Problems to solve:
[1] In the patch review, which two macros wrap the {closid, rmid} accesses?
[2] Please continue the review of the resctrl patch from the end of its final sentence.

Passage provided:
** start **

Subject: Re: [PATCH 2/2] x86/intel_rdt: Plug task_work vs task_struct {rmid,closid} update race

Hi Valentin,

On 18/11/2020 18:00, Valentin Schneider wrote:
> Upon moving a task to a new control / monitor group, said task's {closid,
> rmid} fields are updated *after* triggering the move_myself() task_work
> callback. This can cause said callback to miss the update, e.g. if the
> triggering thread got preempted before fiddling with task_struct, or if the
> targeted task was already on its way to return to userspace.

So, if move_myself() runs after task_work_add() but before tsk is written to.
Sounds fun!

> Update the task_struct's {closid, rmid} tuple *before* invoking
> task_work_add(). As they can happen concurrently, wrap {closid, rmid}
> accesses with READ_ONCE() and WRITE_ONCE(). Highlight the required ordering
> with a pair of comments.

... and this one is if move_myself() or __resctrl_sched_in() runs while tsk is being
written to on another CPU. It might get torn values, or multiple-reads get different values.

The READ_ONCE/WRITE_ONCEry would have been easier to read as a separate patch as you touch
all sites, and move/change some of them.

Regardless:
Reviewed-by: James Morse <[email protected]>

I don't 'get' memory-ordering, so one curiosity below:

> diff --git a/arch/x86/kernel/cpu/resctrl/rdtgroup.c b/arch/x86/kernel/cpu/resctrl/rdtgroup.c
> index b6b5b95df833..135a51529f70 100644
> --- a/arch/x86/kernel/cpu/resctrl/rdtgroup.c
> +++ b/arch/x86/kernel/cpu/resctrl/rdtgroup.c
> @@ -524,11 +524,13 @@ static void move_myself(struct callback_head *head)
> * If resource group was deleted before this task work callback
> * was invoked, then assign the task to root group and free the
> * resource group.
> + *
> + * See pairing atomic_inc() in __rdtgroup_move_task()
> */
> if (atomic_dec_and_test(&rdtgrp->waitcount) &&
> (rdtgrp->flags & RDT_DELETED)) {
> - current->closid = 0;
> - current->rmid = 0;
> + WRITE_ONCE(current->closid, 0);
> + WRITE_ONCE(current->rmid, 0);
> kfree(rdtgrp);
> }
>
> @@ -553,14 +555,32 @@ static int __rdtgroup_move_task(struct task_struct *tsk,

> /*
> * Take a refcount, so rdtgrp cannot be freed before the
> * callback has been invoked.
> + *
> + * Also ensures above {closid, rmid} writes are observed by
> + * move_myself(), as it can run immediately after task_work_add().
> + * Otherwise old values may be loaded, and the move will only actually
> + * happen at the next context switch.

But __resctrl_sched_in() can still occur at anytime and READ_ONCE() a pair of values that
don't go together?
I don't think this is a problem for RDT as with old-rmid the task was a member of that
monitor-group previously, and 'freed' rmid are kept in limbo for a while after.

** end **

Dataset rows:

** start **

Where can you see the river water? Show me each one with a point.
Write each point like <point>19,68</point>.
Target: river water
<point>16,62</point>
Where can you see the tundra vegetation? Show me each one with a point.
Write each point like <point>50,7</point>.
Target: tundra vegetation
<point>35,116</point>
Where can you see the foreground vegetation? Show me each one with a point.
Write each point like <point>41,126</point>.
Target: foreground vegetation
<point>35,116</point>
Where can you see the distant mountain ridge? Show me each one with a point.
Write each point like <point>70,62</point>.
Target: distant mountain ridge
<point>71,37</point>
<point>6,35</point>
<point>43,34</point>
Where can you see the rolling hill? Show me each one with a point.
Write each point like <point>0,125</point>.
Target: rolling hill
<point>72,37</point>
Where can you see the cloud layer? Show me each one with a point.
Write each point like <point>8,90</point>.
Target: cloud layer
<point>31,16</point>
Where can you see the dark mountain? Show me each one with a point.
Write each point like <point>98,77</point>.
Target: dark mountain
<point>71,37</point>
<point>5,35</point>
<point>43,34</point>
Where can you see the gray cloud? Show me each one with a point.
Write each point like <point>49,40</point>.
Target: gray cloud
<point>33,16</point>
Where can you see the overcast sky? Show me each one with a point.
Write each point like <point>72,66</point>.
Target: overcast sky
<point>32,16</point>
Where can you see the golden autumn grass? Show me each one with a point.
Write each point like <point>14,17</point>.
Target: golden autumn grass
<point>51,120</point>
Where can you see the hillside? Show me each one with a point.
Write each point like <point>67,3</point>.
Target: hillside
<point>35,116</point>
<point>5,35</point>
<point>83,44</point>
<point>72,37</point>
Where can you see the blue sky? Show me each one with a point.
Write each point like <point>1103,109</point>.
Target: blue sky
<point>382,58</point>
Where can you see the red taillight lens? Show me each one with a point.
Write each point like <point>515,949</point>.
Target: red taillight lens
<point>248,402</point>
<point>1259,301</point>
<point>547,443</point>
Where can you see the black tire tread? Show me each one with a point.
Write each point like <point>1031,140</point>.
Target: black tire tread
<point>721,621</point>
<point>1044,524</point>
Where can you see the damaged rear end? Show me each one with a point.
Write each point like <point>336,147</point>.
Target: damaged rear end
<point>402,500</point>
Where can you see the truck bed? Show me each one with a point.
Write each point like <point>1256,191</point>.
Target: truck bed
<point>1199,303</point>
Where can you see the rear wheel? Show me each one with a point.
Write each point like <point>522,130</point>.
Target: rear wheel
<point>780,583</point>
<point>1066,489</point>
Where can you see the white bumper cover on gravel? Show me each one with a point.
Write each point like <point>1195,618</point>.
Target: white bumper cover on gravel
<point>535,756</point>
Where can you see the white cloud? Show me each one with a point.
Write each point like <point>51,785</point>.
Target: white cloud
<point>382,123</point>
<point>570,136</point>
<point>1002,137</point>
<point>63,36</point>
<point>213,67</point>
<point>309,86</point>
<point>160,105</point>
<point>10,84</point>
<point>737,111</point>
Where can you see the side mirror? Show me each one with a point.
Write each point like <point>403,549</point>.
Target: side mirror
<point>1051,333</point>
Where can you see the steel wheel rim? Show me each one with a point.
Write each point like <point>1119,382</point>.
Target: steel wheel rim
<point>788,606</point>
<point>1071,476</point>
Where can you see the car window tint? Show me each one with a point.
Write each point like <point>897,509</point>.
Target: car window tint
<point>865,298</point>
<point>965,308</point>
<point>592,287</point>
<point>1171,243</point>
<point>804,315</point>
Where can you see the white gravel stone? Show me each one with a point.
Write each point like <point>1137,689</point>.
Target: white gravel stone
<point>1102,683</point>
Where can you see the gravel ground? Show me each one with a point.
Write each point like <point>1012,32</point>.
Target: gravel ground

** end **

In response:
[1] READ_ONCE() and WRITE_ONCE().

[2]
(old-closid is the same as the task having not schedule()d since the change, which is fine).

For MPAM, this is more annoying as changing just the closid may put the task in a
monitoring group that never existed, meaning its surprise dirty later.

If this all makes sense, I guess the fix (for much later) is to union closid/rmid, and
WRITE_ONCE() them together where necessary.
(I've made a note for when I next pass that part of the MPAM tree)

> + *
> + * Pairs with atomic_dec() in move_myself().
> */
> atomic_inc(&rdtgrp->waitcount);
> +
> ret = task_work_add(tsk, &callback->work, TWA_RESUME);
> if (ret) {
> /*

Thanks!

James

2020-11-20 14:58:05

by James Morse

[permalink] [raw]

Subject: Re: [PATCH 1/2] x86/intel_rdt: Check monitor group vs control group membership earlier

Hi Valentin,

On 18/11/2020 18:00, Valentin Schneider wrote:
> A task can only be moved between monitor groups if both groups belong to
> the same control group. This is checked fairly late however: by that time
> we already have appended a task_work() callback.

(is that a problem? It's needed to do the kfree())

> Check the validity of the move before getting anywhere near task_work
> callbacks.

This saves the kzalloc()/task_work_add() if it wasn't going to be necessary.

Reviewed-by: James Morse <[email protected]>

Thanks,

James

2020-11-20 15:56:39

by Valentin Schneider

[permalink] [raw]

Subject: Re: [PATCH 1/2] x86/intel_rdt: Check monitor group vs control group membership earlier

Hi James,

On 20/11/20 14:53, James Morse wrote:
> Hi Valentin,
>
> On 18/11/2020 18:00, Valentin Schneider wrote:
>> A task can only be moved between monitor groups if both groups belong to
>> the same control group. This is checked fairly late however: by that time
>> we already have appended a task_work() callback.
>
> (is that a problem? It's needed to do the kfree())
>
>
>> Check the validity of the move before getting anywhere near task_work
>> callbacks.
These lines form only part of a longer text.